# Text excerpt:

- - -

In this weekend retreat we’ll forage, harvest, and collect local plants that produce beautiful color on biodegradable fibers like cotton, linen, silk, and wool. We’ll demystify the use of nontoxic mordants and modifiers, why they are important in binding plant color to fiber, and what local plants produce natural mordants too. We’ll discuss plant color for yarn, fabric, and paper; selecting secondhand garments for dyes; slow fashion and environmental activism; starting a dye garden; and how to forage with mindfulness and respect. We’ll also slow down to notice the plants and our relationship with them. We’ll conclude the retreat with a simple slow stitching project to turn a favorite dye swatch into a small amulet for a special necklace, pocket charm, or pendant.

 

This workshop is suited for any plant enthusiast, artist, designer, creative, maker, knitter, stitcher, fiber lover, gardener, farmer, herbalist, activist, or eco-citizen who simply wants to experiment with natural dyes and deepen their connection with plants and color. All materials included: Wool, silk, cotton, and linen fabrics for color swatches; thread and needles for stitching amulets; a pamphlet with various resources and step-by-step dye instructions; tools to share; and the confidence to continue deepening this creative practice beyond the retreat. Workshop runs from Friday evening through Sunday afternoon.

- - -

# Exercise requirements:
For each statement, say yes or no according to the natural dye retreat description, and quote the words from it that settle the matter. 1. The retreat ends with a stitching project that turns a dye swatch into a small amulet. 2. Participants need to bring their own fabrics for color swatches. 3. The workshop runs from Saturday morning through Sunday evening. Answer from the natural dye retreat description alone.

# Source material:
- - -

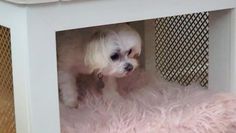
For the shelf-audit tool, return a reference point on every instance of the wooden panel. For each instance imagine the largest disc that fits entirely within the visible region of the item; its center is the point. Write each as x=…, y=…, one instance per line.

- - -

# Output for this task:
1. Yes: "We’ll conclude the retreat with a simple slow stitching project to turn a favorite dye swatch into a small amulet"
2. No: "All materials included: Wool, silk, cotton, and linen fabrics for color swatches"
3. No: "Workshop runs from Friday evening through Sunday afternoon."